#### Records supplied ####
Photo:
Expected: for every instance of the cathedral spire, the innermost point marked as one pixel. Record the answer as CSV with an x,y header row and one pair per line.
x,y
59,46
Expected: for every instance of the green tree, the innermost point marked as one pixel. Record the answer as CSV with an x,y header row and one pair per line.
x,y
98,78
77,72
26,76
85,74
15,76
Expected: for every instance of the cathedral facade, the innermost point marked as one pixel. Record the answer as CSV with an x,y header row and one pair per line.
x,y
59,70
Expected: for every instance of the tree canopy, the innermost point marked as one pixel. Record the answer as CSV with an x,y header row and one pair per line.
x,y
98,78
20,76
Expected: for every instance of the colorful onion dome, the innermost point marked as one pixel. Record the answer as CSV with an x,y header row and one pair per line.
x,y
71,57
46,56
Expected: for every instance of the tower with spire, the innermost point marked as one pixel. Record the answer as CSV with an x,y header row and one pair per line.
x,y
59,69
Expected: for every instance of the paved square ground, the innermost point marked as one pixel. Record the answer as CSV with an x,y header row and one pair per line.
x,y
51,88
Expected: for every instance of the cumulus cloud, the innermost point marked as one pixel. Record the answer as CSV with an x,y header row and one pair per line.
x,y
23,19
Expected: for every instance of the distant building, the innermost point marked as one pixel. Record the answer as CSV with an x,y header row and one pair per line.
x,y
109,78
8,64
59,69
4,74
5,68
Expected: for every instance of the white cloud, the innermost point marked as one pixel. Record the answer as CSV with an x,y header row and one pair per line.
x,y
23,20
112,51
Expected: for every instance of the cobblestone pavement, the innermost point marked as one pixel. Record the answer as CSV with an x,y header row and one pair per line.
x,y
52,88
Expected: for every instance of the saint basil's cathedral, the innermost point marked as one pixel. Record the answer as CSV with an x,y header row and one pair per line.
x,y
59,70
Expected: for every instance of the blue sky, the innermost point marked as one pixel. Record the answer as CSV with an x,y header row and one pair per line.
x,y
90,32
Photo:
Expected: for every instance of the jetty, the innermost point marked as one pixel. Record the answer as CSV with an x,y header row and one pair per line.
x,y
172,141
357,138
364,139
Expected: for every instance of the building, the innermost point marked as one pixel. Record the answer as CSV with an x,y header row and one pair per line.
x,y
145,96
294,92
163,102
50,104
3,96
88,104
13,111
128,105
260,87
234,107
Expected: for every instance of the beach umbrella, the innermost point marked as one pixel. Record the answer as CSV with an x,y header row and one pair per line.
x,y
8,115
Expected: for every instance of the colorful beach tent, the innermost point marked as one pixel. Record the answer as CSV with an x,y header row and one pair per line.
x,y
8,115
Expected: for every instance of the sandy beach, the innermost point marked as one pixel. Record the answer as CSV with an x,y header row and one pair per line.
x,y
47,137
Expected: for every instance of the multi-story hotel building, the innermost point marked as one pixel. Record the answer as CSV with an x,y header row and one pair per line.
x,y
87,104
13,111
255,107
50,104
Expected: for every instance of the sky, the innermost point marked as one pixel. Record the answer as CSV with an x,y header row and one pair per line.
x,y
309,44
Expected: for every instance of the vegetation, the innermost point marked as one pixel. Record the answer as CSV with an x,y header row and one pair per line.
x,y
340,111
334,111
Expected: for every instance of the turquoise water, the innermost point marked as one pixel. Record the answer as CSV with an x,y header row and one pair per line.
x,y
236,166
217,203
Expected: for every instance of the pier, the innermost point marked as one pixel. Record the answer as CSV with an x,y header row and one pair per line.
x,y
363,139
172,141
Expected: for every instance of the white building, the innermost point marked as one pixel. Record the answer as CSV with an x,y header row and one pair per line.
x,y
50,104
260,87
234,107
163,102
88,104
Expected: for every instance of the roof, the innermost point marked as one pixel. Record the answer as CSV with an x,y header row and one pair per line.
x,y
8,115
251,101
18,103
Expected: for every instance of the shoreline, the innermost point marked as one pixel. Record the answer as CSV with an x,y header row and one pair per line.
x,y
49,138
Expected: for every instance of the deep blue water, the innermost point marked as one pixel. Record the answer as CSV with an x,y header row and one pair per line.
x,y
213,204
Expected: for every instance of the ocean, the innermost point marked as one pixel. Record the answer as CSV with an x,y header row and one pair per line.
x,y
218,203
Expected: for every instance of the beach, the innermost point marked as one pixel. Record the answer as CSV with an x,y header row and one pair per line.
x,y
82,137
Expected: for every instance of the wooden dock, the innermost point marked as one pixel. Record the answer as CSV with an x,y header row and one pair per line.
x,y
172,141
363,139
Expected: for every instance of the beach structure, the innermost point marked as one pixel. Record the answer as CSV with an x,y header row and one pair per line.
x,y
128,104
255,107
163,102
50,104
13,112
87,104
####
#### Records supplied ####
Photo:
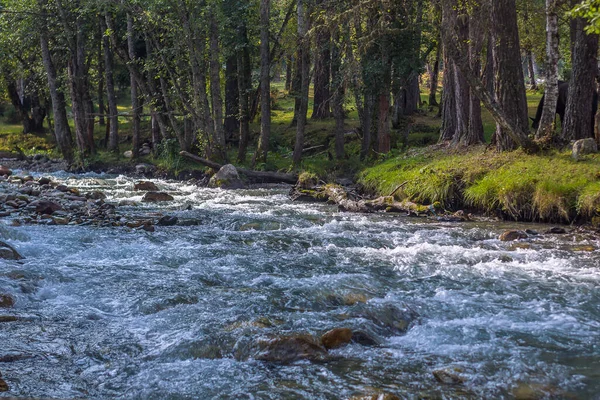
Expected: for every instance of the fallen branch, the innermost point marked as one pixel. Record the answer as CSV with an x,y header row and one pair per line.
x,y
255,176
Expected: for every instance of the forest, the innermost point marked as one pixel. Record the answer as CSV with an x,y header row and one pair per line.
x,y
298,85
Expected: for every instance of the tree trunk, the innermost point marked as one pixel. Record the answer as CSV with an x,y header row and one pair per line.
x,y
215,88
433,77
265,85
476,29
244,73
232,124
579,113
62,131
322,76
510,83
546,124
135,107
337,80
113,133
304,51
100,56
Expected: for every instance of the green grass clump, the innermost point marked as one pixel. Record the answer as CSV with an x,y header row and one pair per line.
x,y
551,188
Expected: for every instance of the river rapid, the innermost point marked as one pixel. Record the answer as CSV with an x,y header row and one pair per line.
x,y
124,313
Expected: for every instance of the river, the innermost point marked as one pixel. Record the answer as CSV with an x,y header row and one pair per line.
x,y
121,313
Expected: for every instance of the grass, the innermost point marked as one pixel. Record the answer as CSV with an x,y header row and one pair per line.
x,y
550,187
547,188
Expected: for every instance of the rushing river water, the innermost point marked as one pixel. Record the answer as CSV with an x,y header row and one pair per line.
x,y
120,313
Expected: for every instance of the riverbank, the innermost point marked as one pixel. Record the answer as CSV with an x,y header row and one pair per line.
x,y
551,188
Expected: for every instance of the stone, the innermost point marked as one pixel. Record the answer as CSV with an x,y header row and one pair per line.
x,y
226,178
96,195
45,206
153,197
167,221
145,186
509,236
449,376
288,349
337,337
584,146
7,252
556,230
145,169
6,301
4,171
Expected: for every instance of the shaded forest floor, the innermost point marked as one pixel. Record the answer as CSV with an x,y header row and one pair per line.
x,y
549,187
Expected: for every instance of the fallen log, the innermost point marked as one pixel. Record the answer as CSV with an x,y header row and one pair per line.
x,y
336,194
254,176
####
#### Records supplied ####
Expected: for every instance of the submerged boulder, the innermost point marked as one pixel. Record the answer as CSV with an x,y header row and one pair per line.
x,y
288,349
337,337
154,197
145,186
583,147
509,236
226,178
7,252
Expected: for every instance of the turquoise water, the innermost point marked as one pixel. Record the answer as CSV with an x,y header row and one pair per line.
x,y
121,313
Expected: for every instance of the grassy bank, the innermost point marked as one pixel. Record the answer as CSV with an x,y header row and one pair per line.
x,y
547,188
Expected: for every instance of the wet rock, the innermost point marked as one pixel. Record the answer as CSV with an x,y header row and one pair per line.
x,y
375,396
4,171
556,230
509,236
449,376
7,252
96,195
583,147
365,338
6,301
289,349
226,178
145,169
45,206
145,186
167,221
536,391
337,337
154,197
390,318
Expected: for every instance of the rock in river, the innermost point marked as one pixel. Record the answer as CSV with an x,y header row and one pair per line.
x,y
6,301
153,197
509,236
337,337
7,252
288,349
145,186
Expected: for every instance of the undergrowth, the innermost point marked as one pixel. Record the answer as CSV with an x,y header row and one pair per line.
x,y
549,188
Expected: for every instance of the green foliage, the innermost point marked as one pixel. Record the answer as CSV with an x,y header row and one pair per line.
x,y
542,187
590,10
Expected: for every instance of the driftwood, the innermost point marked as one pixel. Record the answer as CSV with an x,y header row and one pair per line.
####
> _Exercise directions_: Return every line of the material above that contains the string "rock".

> _Finished answer_:
Expected: for every instance of the wet rock, the innermost point marked as one pixel. Record the answer as CSV with an x,y header row and one pair per line.
Expected: for every instance of the rock in river, the innermost point marked as one pixel. Record the answer as CSV with an x,y header row and one pair per line.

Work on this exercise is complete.